## WHAT THE TASK ASKS
Take the material from the line containing "Pick out the rear liftgate" through the end and write it as a JSON list of strings, one string per line, leaving out any blank lines.

## GIVEN DATA
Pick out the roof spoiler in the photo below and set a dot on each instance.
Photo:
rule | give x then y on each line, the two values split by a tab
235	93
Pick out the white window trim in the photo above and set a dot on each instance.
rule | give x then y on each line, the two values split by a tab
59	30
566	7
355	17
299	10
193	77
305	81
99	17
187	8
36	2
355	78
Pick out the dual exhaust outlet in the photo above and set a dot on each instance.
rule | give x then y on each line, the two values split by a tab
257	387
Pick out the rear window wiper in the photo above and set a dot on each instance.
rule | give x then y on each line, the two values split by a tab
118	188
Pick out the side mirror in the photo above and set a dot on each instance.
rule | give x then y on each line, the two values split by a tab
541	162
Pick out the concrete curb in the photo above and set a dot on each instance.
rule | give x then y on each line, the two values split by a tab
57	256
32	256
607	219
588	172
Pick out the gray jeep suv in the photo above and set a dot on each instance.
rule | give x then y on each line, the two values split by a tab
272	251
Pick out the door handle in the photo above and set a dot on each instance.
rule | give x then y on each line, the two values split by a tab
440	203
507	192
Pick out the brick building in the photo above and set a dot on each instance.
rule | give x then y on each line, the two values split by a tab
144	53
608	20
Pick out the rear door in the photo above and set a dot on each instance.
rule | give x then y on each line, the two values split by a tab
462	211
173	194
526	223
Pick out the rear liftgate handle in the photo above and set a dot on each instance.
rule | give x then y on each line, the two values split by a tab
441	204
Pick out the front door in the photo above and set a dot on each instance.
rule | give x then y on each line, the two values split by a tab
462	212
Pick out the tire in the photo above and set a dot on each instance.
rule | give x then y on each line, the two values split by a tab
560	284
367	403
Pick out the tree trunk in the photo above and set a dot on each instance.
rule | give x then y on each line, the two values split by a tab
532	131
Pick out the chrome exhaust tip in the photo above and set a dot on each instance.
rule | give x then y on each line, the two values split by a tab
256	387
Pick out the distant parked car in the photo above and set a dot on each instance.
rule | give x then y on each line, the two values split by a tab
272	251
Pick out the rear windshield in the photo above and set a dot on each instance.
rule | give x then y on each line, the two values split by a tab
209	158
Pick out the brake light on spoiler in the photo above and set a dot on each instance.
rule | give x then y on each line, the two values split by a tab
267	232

## SOLUTION FOR THIS PROBLEM
[
  "Pick out the rear liftgate handle in the photo above and set a dot on each instance.",
  "rule | give x then y on each line, the two values split by a tab",
  "441\t204",
  "Pick out the front door in the photo above and set a dot on each instance.",
  "rule | give x then y on each line, the two values split by a tab",
  "462\t212",
  "Pick out the tire in the photo above and set a dot on each instance.",
  "rule | give x then y on each line, the two values split by a tab",
  "560\t284",
  "367\t403",
  "Pick out the tree trunk in the photo above and set a dot on each instance.",
  "rule | give x then y on each line, the two values split by a tab",
  "532\t131",
  "Pick out the chrome exhaust tip in the photo above and set a dot on each instance.",
  "rule | give x then y on each line, the two values split by a tab",
  "256\t387",
  "Pick out the distant parked car in the photo above and set a dot on each instance.",
  "rule | give x then y on each line, the two values split by a tab",
  "272\t251",
  "Pick out the rear windshield in the photo above and set a dot on each instance.",
  "rule | give x then y on each line, the two values split by a tab",
  "209\t158",
  "Pick out the brake light on spoiler in the photo above and set a dot on each instance.",
  "rule | give x then y on each line, the two values split by a tab",
  "267\t232"
]